**Extract:**
----------
Lucerne (Medicago sativa L.) is a perennial legume and a valuable crop worldwide, with approximately 3.2 million hectares sown in Australia.
Lucerne has a deep taproot which can extract available water from the soil profile and also has high water use efficiency, making it a very drought tolerant species.
Lucerne can fix its own nitrogen and is proportional to the foliage grown (approximately 25kg N/t above ground dry matter).
It is often being referred to as the ‘King of Fodders’, because of its high nutritional quality, high yield, persistence under dry conditions, ability to fix atmospheric nitrogen and flexibility of being a dual-purpose crop for both grazing and hay, or for specialty hay and silage crops.
The question often asked is ‘why isn’t everyone growing it?’ The role it can play and suitability on each individual farm will be different from region to region. While there are some perceived limitations to growing lucerne, sound agronomic advice and practice during paddock selection, preparation, establishment and ongoing management for the life of a stand will go a long way in mitigating many of these.
----------
**Data listing:**
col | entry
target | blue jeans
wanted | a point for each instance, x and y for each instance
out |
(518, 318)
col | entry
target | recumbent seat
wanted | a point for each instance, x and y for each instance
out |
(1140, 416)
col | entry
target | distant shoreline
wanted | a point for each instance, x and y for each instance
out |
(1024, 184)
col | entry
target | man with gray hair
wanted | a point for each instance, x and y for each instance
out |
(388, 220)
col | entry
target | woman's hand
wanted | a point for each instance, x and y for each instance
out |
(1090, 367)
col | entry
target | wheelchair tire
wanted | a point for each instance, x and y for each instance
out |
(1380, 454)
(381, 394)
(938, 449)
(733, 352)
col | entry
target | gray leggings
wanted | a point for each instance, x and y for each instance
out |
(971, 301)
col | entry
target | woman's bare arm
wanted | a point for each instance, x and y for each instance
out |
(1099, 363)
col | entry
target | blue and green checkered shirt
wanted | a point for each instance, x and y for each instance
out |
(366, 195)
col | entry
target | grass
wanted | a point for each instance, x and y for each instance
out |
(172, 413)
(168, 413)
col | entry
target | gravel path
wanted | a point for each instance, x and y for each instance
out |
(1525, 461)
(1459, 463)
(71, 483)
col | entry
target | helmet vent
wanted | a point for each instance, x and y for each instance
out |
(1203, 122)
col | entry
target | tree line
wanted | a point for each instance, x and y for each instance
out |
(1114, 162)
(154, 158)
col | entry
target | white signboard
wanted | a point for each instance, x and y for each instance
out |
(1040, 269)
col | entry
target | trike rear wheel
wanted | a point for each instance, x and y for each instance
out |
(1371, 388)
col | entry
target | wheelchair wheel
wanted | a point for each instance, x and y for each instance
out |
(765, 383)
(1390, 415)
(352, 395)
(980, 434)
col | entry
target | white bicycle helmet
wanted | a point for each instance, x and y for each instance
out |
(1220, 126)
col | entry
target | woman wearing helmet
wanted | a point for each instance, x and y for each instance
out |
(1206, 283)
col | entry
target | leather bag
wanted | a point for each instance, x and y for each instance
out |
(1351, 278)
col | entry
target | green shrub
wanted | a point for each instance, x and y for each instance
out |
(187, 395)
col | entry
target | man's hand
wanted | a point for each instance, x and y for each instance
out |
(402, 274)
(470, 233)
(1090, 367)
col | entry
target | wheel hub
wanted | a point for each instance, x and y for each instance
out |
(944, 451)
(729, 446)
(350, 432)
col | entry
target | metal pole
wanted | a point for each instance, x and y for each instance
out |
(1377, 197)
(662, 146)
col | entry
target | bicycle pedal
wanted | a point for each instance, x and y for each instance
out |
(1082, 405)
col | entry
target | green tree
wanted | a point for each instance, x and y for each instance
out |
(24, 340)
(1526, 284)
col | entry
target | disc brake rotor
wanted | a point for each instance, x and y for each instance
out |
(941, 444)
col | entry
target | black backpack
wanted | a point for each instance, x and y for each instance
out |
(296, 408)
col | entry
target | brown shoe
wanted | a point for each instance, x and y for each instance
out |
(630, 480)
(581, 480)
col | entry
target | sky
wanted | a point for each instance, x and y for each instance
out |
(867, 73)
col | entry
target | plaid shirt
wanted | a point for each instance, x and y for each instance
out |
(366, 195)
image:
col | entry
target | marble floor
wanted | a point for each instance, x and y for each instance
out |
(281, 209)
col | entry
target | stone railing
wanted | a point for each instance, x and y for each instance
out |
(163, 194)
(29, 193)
----------
**Complete the following:**
A. Answer these from the lucerne text:
(i) About how many hectares of lucerne are sown in Australia?
(ii) About how much nitrogen does lucerne fix per tonne of above-ground dry matter?
(iii) What nickname is lucerne often given?
B. Write the next part of the lucerne text, starting after its last sentence.
The material that comes after the lucerne text is separate from it.

**Answers by item number:**
A.
(i) About 3.2 million hectares.
(ii) About 25 kg of nitrogen.
(iii) The 'King of Fodders'.

B.
Numerous studies have shown the benefits of lucerne-based pastures for improvement in animal production in Australia:
Persistence of a stand is affected by several factors which include dormancy group, grazing and/or hay management, soil fertility, drought and weed invasion. Choosing the right lucerne is about selecting the right characteristics for the environment and management system required, with the aim to ensure the stand produces well for as long as it is needed.
As lucerne relies on stored energy in its roots to regrow new foliage following grazing/cutting, a simple grazing rotation with minimum recovery periods of 35 days (dependent on seasons) and short grazing periods (5-7 days) will ensure a good compromise between quality, yield, animal safety and persistence. However, often the ‘ideal’ grazing management techniques can be difficult due to the size of paddocks or livestock numbers, infrastructure and grazing time required during dry periods (when the only feed available may be the lucerne paddocks). These factors mean that at times lucerne can be over-grazed and stand life depleted. However, the release of grazing tolerant lucerne cultivars, which have been developed to withstand continuous and less than ideal grazing practices, offers a significant benefit to producers.